(Point-per-instance localization data)
Start of Block
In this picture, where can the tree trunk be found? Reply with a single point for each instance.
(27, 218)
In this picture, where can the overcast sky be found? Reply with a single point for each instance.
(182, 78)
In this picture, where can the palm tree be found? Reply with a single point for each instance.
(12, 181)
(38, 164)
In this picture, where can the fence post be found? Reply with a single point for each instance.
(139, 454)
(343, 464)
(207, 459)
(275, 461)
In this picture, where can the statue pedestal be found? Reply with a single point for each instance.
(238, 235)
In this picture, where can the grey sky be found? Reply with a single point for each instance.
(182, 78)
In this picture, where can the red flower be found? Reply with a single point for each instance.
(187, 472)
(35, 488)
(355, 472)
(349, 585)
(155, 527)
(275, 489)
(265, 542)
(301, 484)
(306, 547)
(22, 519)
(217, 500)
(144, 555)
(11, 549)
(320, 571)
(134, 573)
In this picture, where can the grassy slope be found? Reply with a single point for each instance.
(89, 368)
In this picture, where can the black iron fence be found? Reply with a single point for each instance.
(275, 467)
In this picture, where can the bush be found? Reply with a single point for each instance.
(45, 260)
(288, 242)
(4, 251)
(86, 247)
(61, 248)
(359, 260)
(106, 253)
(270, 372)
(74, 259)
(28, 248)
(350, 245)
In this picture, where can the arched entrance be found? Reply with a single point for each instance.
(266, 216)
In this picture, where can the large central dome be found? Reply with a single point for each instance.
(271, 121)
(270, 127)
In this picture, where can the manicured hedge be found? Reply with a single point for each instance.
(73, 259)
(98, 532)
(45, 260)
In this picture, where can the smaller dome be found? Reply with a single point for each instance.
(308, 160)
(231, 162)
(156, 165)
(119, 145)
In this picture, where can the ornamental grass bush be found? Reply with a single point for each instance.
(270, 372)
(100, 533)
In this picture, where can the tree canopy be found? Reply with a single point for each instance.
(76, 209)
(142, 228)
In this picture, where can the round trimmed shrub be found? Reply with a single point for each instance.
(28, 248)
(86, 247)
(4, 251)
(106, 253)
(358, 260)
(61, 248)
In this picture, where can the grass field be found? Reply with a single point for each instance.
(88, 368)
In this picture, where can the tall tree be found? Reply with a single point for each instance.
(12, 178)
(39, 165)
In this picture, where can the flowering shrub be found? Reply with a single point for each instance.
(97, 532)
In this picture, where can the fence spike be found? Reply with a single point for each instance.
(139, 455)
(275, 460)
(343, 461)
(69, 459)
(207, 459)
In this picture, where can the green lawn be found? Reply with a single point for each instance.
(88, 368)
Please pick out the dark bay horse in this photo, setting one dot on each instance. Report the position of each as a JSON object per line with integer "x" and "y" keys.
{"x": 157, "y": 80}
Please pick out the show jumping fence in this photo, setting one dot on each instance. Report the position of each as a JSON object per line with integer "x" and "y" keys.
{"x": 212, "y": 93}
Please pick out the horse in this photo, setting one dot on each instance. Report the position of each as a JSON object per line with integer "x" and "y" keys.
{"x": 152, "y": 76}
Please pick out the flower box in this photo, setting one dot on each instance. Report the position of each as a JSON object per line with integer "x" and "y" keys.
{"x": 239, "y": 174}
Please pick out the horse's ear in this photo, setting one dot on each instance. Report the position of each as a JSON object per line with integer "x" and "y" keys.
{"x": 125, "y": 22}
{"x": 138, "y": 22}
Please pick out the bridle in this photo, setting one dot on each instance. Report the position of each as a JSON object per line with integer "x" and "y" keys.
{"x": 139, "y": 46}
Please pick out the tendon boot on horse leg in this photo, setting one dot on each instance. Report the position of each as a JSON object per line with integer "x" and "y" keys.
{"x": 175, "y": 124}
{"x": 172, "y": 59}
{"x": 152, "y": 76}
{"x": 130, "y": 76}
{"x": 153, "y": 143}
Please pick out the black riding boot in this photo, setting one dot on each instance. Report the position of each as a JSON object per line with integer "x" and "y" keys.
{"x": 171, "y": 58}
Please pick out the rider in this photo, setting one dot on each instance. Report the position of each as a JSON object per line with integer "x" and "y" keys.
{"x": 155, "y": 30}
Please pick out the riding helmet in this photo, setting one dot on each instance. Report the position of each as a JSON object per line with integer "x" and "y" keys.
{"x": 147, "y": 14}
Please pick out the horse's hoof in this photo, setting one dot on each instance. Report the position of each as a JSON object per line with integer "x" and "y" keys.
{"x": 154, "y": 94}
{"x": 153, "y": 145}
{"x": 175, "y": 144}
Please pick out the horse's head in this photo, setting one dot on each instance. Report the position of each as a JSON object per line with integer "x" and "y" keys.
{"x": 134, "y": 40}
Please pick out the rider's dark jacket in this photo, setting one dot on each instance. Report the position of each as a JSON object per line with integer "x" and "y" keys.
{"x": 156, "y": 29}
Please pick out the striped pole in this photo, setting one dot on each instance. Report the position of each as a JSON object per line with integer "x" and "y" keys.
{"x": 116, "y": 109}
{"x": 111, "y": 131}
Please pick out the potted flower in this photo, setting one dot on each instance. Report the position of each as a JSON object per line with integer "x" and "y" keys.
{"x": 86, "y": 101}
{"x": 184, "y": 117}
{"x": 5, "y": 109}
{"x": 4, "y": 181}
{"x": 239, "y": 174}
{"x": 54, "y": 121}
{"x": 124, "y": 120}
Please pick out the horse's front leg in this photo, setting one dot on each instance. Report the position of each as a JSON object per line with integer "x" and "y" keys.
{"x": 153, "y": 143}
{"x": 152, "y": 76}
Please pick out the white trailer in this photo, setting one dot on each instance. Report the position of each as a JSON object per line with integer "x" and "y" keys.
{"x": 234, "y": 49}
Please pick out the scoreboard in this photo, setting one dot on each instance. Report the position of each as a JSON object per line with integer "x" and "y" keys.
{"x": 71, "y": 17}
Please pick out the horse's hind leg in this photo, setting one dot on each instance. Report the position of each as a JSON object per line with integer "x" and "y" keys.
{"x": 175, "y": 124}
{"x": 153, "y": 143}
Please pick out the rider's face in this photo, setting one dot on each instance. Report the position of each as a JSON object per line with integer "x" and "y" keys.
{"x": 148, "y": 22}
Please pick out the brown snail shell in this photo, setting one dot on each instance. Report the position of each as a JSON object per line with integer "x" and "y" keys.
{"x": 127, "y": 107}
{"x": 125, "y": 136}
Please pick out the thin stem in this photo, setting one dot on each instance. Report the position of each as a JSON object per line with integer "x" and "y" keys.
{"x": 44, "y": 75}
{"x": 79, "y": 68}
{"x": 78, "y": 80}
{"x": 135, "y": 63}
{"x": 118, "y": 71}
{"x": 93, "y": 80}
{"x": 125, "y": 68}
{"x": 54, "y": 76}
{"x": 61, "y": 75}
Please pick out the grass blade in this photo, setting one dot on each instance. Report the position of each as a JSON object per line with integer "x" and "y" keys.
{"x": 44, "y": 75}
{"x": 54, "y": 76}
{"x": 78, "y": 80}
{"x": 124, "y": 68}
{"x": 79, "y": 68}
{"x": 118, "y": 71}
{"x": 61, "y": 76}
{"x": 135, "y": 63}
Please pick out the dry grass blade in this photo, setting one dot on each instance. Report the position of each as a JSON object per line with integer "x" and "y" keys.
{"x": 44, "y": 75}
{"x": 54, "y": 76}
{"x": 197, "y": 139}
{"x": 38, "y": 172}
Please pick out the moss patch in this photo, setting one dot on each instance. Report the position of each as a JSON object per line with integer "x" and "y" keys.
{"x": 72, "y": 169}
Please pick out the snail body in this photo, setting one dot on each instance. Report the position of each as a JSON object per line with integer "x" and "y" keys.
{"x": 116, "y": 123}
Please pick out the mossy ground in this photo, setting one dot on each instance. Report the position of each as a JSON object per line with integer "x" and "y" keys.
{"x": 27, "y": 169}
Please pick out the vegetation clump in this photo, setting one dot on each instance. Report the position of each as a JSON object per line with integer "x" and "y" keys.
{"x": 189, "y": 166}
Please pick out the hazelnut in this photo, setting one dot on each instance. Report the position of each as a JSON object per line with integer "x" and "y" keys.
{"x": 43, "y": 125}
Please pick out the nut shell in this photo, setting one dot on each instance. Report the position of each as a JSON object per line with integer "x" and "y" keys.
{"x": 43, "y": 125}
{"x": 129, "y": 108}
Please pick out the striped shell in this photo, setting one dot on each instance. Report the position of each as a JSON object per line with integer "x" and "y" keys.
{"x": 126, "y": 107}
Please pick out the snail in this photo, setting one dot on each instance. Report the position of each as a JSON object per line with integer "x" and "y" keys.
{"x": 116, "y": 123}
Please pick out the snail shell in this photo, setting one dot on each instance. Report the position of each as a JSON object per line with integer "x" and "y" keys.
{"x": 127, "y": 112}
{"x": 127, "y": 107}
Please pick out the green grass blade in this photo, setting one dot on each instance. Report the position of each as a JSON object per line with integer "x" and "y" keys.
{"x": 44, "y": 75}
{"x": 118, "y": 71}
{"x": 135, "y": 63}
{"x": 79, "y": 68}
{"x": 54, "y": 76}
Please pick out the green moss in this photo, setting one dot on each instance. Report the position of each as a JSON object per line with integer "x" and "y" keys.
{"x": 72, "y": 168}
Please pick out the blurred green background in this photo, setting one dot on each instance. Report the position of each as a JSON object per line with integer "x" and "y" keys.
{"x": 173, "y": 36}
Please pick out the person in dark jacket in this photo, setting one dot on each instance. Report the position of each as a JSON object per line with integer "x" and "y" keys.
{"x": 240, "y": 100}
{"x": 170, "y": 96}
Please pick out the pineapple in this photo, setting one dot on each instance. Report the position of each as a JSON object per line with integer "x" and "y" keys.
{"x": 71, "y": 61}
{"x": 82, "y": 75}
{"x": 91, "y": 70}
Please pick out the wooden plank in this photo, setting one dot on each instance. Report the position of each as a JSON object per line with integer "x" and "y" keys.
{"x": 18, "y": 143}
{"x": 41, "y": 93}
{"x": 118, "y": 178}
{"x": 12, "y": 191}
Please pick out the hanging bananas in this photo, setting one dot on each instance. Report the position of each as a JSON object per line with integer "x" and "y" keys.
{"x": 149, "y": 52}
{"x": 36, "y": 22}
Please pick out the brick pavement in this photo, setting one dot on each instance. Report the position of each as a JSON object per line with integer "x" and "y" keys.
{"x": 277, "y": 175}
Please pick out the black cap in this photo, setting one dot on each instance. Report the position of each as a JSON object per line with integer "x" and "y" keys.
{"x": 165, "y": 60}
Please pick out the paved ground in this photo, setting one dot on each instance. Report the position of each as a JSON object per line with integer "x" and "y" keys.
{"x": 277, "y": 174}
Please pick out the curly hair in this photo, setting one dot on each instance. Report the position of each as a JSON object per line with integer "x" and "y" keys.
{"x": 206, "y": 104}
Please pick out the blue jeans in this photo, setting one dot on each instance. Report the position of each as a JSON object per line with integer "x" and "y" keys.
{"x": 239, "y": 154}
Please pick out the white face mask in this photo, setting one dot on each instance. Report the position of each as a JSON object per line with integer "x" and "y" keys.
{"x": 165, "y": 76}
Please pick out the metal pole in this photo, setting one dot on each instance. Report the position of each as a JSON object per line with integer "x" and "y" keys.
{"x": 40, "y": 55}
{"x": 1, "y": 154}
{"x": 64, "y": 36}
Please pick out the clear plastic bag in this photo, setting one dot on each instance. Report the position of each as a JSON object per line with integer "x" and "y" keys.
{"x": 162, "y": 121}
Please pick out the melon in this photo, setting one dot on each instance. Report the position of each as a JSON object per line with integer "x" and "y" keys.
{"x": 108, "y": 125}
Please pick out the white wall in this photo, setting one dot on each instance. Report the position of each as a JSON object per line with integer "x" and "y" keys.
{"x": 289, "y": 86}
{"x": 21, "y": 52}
End of Block
**Aim of the task**
Which lines run from the one containing "Please pick out the brick" to the end of the entries above? Print them exactly, both ends included, and nothing else.

**Final answer**
Please pick out the brick pavement in this photo, setting one dot on each instance. Report the position of each as a JSON object per line with integer "x" and "y" keys.
{"x": 277, "y": 175}
Please pick out the black cap in this photo, setting one dot on each instance. Report the position of each as a JSON object per line with integer "x" and "y" keys.
{"x": 165, "y": 60}
Please pick out the paved ground in this photo, setting one dot on each instance. Report the position of each as a JSON object per line with integer "x" and "y" keys.
{"x": 277, "y": 174}
Please pick out the curly hair in this photo, setting one dot on each instance. Report the position of each as a JSON object per line with integer "x" and "y" keys.
{"x": 206, "y": 104}
Please pick out the blue jeans in this photo, setting one dot on each instance. Report the position of each as a JSON object per line with integer "x" and "y" keys.
{"x": 239, "y": 154}
Please pick out the white face mask in this photo, setting one dot on each instance. Report the position of each as a JSON object per line with integer "x" and "y" keys.
{"x": 165, "y": 76}
Please pick out the metal pole in this photo, setting one dot on each instance. Report the position of each as a JSON object per line with integer "x" and "y" keys.
{"x": 40, "y": 55}
{"x": 1, "y": 154}
{"x": 64, "y": 36}
Please pick out the clear plastic bag in this photo, setting one dot on each instance. Report the position of each as a JSON object per line with integer "x" and "y" keys.
{"x": 162, "y": 121}
Please pick out the melon in this photo, setting one dot on each instance. Report the position of each as a JSON object per line with integer "x" and "y" keys.
{"x": 108, "y": 125}
Please pick out the white wall in this photo, setting one dot on each instance. Report the position of each as a JSON object per line with integer "x" and "y" keys.
{"x": 289, "y": 86}
{"x": 21, "y": 52}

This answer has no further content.